**Set exercise**
Reproduce the material unchanged, everything from the line containing "Give the mask of every instance of the street" down to the line containing "955 394 L 958", both of those lines included.

**Dataset**

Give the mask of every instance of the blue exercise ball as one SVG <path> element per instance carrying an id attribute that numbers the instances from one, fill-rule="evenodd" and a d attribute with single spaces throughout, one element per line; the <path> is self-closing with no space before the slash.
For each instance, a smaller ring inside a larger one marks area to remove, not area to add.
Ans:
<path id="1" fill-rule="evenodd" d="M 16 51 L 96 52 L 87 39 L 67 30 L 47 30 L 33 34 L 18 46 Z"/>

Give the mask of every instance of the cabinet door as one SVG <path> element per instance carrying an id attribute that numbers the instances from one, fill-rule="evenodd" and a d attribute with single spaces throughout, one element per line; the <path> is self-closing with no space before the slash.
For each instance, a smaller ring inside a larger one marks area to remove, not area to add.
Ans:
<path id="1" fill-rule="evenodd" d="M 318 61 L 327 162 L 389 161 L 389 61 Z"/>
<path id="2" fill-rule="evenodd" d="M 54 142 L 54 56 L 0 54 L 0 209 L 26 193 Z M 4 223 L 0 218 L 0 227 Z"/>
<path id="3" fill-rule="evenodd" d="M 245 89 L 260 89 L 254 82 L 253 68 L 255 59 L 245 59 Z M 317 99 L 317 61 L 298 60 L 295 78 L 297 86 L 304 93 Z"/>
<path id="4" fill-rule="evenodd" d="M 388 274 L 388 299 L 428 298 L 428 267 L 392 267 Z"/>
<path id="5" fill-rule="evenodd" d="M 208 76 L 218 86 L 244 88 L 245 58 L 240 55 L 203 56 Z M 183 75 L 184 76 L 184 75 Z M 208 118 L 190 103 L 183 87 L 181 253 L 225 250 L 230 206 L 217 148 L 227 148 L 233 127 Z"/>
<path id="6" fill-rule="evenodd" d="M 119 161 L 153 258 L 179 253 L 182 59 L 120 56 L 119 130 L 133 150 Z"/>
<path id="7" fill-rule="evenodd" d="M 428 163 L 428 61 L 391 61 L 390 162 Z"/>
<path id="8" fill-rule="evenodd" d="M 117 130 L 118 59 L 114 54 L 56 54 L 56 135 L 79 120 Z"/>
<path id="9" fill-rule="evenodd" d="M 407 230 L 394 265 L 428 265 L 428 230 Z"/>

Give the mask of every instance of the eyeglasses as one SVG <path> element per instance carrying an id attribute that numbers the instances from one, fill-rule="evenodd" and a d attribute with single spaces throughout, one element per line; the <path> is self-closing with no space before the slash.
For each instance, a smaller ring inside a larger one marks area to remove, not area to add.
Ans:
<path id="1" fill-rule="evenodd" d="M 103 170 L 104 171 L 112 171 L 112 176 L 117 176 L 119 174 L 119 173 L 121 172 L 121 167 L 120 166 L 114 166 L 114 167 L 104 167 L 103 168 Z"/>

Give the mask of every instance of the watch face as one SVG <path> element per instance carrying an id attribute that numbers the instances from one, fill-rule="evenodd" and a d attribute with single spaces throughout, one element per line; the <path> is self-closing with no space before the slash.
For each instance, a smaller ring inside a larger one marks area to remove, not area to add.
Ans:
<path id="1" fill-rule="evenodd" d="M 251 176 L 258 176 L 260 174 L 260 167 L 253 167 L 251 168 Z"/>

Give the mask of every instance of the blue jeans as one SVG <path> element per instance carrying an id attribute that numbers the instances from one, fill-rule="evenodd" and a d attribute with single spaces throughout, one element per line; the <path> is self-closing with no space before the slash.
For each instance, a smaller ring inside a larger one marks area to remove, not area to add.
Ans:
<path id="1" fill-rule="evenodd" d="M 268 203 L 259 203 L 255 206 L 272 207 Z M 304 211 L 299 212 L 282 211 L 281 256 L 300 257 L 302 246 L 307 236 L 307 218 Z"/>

==

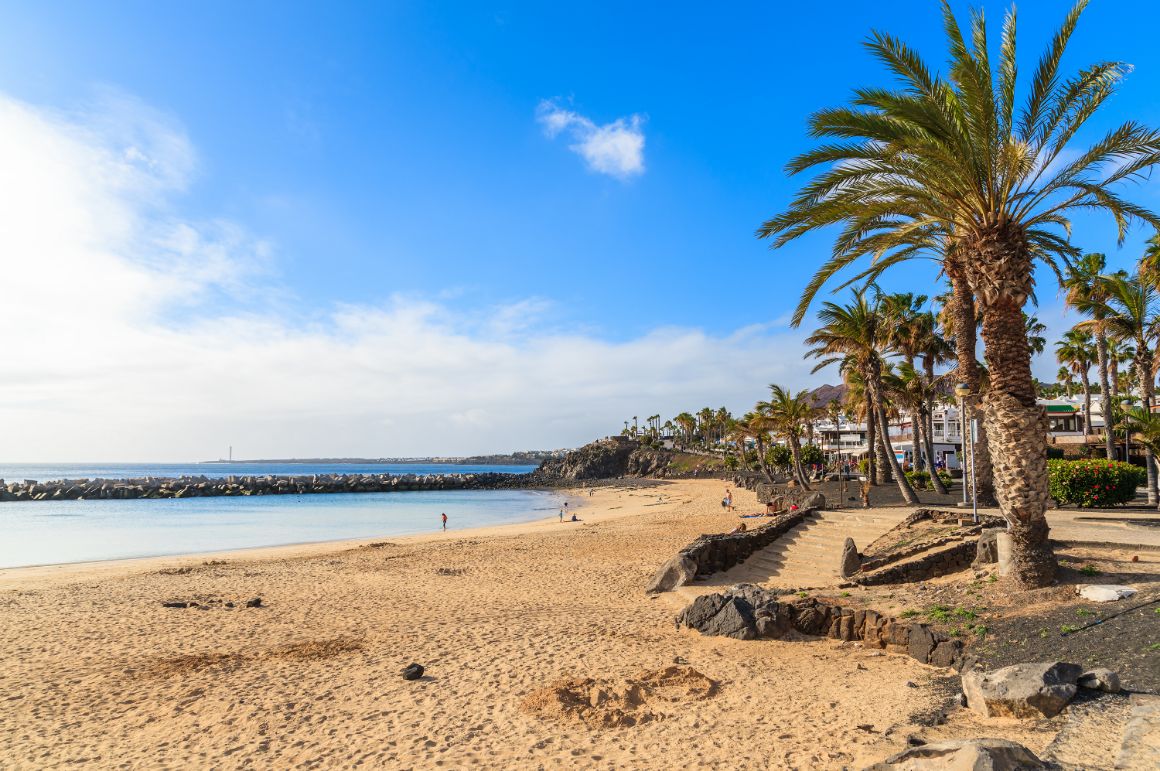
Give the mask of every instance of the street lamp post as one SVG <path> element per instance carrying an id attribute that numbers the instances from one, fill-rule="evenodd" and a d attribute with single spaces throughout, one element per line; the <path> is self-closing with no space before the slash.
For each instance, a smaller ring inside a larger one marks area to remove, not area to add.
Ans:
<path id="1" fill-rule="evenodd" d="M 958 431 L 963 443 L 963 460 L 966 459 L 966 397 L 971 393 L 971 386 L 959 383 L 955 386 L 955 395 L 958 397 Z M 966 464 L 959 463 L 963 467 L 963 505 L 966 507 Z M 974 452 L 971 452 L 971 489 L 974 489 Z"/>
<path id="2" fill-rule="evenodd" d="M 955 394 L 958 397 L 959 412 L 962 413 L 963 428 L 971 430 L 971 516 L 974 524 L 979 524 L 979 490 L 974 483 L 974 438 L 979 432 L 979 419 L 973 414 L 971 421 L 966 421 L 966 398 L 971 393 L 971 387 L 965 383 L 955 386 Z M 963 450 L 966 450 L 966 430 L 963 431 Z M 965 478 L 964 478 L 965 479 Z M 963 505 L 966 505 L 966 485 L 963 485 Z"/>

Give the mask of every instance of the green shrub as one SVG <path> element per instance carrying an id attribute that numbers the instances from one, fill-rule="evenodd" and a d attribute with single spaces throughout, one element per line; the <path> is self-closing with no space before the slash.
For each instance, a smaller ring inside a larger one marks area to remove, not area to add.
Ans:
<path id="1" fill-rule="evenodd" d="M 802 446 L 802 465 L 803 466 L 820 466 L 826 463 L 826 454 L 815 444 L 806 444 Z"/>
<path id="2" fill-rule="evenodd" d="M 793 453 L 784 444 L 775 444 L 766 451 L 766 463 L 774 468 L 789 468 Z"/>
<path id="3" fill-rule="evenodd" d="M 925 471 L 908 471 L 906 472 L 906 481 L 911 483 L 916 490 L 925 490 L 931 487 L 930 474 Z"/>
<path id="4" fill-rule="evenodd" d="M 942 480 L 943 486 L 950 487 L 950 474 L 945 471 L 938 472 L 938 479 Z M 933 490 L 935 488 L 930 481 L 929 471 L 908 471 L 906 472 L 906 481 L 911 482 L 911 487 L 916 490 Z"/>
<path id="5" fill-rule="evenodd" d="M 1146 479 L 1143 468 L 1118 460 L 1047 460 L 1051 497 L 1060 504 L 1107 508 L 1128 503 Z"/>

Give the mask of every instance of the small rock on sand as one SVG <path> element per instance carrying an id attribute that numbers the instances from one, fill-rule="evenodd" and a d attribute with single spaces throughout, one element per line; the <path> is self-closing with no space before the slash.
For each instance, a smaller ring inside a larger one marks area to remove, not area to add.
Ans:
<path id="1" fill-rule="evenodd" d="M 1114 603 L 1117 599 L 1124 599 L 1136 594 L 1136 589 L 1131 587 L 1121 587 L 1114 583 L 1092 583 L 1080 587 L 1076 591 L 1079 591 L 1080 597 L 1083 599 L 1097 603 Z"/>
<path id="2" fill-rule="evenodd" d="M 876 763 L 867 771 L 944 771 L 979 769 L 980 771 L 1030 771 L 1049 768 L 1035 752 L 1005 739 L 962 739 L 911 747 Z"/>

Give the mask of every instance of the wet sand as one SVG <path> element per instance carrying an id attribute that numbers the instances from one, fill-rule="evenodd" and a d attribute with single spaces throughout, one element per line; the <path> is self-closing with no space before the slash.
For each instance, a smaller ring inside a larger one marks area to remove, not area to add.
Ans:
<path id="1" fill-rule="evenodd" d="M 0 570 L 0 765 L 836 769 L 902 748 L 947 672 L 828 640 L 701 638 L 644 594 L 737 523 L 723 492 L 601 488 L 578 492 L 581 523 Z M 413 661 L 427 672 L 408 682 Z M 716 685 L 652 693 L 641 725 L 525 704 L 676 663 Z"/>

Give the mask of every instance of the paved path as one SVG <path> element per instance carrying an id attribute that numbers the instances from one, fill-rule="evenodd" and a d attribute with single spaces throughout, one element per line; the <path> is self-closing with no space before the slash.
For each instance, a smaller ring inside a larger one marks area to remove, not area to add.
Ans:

---

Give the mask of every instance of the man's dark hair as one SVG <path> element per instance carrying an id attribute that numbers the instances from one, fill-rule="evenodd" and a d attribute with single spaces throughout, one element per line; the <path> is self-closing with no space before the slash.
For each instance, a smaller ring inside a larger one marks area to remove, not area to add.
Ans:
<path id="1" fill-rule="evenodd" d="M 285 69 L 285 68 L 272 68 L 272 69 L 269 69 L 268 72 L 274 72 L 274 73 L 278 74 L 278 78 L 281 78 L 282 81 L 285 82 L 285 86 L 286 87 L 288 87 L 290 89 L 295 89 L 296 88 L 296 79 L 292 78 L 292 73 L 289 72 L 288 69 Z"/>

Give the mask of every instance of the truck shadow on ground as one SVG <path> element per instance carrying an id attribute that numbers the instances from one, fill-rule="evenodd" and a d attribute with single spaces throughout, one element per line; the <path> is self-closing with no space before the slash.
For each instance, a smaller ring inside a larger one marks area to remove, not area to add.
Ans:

**Response to the exercise**
Give the mask of every instance of the street lamp post as one SVG <path> element per instance carrying an id attribute that numbers the instances from one, fill-rule="evenodd" and a d attribute with single spaces throughout, one element per line; the <path> is self-closing with no space before the slash.
For each instance, a smaller ring inside a larger one marks area to remove, not area to add.
Ans:
<path id="1" fill-rule="evenodd" d="M 958 431 L 963 443 L 963 460 L 966 459 L 966 397 L 971 393 L 971 386 L 959 383 L 955 386 L 955 395 L 958 397 Z M 966 464 L 959 463 L 963 467 L 963 505 L 966 507 Z M 974 452 L 971 452 L 971 489 L 974 489 Z"/>
<path id="2" fill-rule="evenodd" d="M 955 394 L 958 397 L 959 412 L 962 413 L 963 428 L 971 430 L 971 516 L 974 524 L 979 524 L 979 490 L 974 483 L 974 438 L 979 432 L 979 419 L 973 414 L 971 421 L 966 421 L 966 398 L 971 393 L 971 387 L 965 383 L 955 386 Z M 963 450 L 966 450 L 966 430 L 963 431 Z M 965 478 L 964 478 L 965 479 Z M 963 505 L 966 505 L 966 485 L 963 485 Z"/>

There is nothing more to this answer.